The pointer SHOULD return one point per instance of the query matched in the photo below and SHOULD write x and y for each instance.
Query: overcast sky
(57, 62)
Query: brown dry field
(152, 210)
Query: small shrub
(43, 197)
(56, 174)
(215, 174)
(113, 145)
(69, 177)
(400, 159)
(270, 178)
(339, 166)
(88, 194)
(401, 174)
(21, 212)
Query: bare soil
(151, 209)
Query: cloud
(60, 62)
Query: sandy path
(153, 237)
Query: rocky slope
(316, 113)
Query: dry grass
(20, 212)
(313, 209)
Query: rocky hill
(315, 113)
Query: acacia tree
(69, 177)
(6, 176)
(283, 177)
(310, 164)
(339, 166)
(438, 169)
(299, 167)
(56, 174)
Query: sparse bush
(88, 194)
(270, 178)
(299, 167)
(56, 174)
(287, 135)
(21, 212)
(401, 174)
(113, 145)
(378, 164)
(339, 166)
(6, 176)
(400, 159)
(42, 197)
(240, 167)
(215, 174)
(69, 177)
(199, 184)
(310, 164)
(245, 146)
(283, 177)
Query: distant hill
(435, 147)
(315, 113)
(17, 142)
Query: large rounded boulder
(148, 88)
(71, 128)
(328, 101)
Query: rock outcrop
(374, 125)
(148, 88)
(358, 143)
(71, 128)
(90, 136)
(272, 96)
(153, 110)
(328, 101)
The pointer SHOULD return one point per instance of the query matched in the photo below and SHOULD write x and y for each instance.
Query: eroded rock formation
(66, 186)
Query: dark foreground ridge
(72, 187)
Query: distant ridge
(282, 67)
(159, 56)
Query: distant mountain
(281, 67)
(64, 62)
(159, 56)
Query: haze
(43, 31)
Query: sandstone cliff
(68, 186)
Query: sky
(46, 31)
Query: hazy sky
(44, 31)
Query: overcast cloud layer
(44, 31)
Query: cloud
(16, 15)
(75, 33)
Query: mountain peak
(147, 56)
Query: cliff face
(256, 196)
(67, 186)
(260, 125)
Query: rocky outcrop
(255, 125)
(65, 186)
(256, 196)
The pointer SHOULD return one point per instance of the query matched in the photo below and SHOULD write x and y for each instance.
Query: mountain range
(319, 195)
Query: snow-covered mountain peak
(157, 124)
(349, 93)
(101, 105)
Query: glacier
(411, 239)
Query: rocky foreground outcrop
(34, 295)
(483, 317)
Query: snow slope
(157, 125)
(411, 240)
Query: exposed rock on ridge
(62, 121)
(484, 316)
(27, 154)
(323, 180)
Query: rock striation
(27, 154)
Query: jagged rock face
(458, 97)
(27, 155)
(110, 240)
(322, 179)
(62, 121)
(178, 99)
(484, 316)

.....

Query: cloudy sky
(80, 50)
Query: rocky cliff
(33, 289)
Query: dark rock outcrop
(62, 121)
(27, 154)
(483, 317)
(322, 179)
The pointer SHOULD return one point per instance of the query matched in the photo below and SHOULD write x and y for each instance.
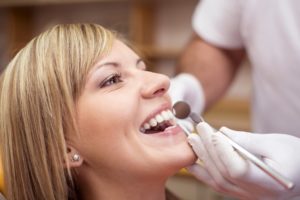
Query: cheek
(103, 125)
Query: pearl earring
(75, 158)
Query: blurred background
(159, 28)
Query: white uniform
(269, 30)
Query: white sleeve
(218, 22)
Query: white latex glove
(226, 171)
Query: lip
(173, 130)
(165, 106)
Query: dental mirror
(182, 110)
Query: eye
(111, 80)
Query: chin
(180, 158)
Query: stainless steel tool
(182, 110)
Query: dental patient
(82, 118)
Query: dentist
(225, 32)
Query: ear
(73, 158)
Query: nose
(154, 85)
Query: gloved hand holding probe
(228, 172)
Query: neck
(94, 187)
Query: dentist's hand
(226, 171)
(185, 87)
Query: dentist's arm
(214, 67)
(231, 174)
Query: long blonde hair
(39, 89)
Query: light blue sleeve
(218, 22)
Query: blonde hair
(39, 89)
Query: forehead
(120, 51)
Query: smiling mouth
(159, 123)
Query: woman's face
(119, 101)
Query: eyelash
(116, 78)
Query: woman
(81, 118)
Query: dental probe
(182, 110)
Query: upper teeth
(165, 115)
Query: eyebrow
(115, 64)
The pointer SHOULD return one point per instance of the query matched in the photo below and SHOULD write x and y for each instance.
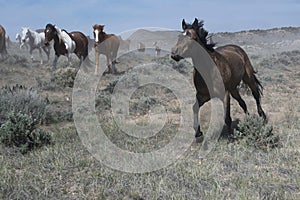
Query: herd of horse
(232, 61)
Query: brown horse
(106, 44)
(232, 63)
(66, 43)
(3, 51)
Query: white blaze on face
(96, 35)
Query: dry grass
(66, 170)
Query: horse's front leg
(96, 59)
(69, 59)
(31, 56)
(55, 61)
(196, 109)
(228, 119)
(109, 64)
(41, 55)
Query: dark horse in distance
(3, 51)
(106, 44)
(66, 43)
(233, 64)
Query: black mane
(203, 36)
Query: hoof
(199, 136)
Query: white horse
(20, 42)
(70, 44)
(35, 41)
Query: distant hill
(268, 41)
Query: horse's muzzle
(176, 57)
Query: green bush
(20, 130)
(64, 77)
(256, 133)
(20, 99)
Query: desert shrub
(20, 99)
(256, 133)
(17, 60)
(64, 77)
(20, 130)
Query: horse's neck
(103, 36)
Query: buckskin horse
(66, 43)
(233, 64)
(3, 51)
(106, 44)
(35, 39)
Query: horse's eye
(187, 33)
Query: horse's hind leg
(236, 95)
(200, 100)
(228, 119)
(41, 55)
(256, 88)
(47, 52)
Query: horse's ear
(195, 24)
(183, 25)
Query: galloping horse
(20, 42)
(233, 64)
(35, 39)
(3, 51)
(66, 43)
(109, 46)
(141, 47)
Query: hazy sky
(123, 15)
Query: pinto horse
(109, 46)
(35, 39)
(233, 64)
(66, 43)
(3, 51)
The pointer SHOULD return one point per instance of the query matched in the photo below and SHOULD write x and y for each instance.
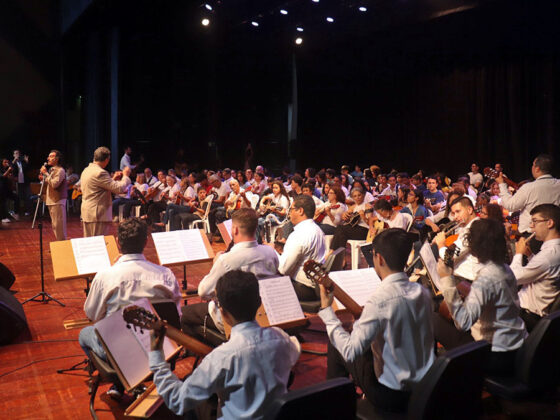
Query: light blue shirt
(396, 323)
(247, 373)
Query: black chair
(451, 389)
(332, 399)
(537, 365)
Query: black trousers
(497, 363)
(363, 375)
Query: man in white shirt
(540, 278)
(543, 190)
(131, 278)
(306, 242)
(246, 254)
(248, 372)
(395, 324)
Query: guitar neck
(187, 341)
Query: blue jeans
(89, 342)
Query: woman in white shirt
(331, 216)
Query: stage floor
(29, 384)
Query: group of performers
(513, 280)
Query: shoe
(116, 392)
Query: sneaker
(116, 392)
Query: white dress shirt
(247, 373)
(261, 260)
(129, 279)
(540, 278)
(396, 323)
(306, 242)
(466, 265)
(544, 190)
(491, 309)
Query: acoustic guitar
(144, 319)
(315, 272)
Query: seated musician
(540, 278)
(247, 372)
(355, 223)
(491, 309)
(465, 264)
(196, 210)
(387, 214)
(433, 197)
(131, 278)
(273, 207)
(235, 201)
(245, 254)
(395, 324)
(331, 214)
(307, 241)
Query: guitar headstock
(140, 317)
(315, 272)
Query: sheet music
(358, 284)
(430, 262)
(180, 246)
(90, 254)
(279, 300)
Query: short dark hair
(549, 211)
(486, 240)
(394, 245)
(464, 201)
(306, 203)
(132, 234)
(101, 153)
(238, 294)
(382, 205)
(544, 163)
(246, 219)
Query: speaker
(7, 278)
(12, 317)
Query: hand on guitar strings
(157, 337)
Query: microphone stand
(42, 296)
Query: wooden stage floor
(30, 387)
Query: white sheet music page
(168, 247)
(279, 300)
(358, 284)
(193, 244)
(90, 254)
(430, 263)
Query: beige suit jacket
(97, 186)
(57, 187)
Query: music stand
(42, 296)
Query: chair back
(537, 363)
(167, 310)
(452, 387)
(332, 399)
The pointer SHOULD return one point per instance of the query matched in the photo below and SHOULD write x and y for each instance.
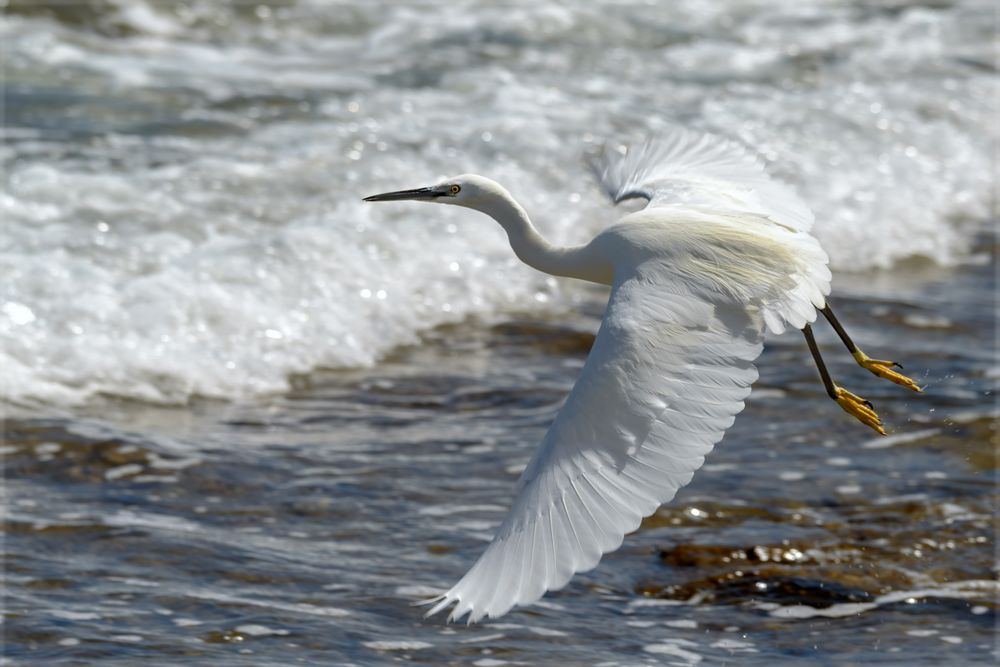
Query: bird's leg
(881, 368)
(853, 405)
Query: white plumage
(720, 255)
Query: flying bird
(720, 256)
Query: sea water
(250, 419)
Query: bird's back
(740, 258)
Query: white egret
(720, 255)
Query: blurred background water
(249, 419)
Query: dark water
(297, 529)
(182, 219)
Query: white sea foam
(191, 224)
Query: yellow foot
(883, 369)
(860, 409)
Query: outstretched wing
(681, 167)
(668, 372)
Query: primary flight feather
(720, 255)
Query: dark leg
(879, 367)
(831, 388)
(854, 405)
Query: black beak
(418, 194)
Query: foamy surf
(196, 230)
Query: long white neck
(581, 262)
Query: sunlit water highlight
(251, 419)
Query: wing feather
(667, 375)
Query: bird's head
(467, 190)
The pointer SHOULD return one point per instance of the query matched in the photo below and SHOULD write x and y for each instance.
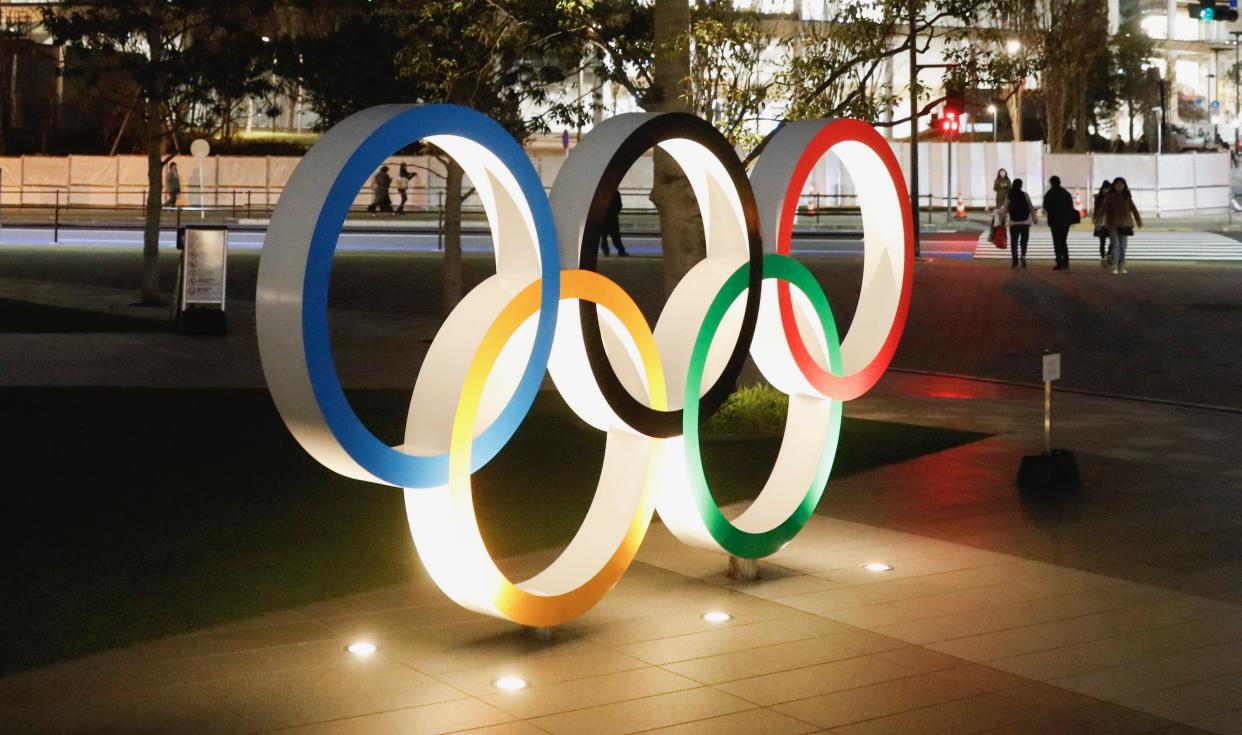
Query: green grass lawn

.....

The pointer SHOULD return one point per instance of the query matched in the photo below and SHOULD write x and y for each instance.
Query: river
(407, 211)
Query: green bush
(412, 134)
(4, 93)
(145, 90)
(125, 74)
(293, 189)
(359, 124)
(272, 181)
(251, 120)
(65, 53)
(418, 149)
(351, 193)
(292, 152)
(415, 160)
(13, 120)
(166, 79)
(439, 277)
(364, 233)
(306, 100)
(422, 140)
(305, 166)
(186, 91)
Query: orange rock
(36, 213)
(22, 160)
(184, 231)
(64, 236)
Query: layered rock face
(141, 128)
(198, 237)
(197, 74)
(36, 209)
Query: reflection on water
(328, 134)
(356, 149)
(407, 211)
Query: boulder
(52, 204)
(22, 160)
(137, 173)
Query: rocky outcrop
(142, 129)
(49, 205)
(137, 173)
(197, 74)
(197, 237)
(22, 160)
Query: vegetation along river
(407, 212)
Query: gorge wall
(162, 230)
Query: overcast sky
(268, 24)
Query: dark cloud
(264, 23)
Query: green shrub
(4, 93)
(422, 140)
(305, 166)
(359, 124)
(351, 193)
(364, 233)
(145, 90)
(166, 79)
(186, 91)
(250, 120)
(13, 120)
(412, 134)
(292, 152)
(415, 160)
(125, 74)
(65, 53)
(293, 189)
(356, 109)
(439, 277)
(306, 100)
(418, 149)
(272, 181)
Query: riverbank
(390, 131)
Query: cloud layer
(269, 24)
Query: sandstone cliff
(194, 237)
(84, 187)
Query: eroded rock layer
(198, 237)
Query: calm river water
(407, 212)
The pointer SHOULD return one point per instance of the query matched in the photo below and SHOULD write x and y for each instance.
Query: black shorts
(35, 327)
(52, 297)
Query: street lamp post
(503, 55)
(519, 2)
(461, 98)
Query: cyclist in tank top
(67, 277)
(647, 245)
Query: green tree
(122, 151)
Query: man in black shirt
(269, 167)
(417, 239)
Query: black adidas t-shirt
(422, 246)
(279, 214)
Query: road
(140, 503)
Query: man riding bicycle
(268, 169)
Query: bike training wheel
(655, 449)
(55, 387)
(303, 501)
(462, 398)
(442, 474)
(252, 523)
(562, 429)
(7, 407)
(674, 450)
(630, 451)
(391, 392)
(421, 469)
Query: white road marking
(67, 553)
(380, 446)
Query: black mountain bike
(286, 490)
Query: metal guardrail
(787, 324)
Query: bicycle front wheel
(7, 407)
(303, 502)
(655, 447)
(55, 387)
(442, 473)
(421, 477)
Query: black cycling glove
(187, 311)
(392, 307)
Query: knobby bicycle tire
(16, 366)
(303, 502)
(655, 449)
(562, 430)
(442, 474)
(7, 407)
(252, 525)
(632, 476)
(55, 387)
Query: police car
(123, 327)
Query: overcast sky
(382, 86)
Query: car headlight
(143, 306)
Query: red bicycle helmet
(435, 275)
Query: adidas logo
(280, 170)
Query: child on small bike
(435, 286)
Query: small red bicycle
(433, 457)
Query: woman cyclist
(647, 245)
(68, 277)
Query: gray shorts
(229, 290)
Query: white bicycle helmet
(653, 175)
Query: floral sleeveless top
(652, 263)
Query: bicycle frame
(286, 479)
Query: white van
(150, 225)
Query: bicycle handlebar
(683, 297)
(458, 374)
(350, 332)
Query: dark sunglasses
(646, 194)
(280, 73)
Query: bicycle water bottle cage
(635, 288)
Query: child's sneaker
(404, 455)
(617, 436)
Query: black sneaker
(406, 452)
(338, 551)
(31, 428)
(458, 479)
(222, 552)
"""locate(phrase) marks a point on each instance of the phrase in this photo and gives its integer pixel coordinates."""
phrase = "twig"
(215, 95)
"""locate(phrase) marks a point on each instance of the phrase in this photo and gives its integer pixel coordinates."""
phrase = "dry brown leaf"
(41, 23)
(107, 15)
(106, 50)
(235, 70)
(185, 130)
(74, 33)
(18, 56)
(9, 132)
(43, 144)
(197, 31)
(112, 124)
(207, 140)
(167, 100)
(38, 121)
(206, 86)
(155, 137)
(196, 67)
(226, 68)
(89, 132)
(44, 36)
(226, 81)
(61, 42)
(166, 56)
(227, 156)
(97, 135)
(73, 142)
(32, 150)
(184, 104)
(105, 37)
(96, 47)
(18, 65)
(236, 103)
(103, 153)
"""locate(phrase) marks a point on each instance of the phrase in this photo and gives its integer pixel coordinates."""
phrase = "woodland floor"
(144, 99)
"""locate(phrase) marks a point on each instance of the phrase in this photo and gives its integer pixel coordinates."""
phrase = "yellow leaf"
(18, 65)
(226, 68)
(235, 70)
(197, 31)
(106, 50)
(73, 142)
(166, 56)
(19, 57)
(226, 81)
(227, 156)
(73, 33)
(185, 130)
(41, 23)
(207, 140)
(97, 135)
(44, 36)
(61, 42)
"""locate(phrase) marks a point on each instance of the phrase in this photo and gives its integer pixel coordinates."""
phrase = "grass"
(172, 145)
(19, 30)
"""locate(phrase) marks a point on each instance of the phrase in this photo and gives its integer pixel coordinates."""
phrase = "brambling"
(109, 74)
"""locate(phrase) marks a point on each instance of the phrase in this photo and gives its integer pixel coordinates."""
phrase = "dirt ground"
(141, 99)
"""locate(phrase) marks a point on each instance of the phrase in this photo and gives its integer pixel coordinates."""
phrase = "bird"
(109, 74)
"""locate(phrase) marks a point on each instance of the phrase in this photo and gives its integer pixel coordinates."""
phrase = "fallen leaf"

.....

WHAT YOU NEED TO DO >> Your answer should consist of the lines above between those holding "Query: blurred background water" and "Query: green grass lawn", inclusive, reproduced word for word and without pictures.

TASK RESPONSE >>
Query: blurred background water
(249, 419)
Query: dark water
(297, 529)
(182, 219)
Query: white sea foam
(191, 224)
Query: yellow foot
(883, 369)
(860, 409)
Query: outstretched wing
(681, 167)
(668, 372)
Query: primary flight feather
(720, 255)
Query: dark leg
(879, 367)
(831, 388)
(854, 405)
Query: black beak
(418, 194)
Query: foamy surf
(196, 230)
Query: long white neck
(581, 262)
Query: sunlit water highlight
(251, 419)
Query: wing feather
(667, 375)
Query: bird's head
(467, 190)
The pointer SHOULD return one point per instance of the query matched in the photo below and SHOULD write x and y for each instance.
Query: green grass lawn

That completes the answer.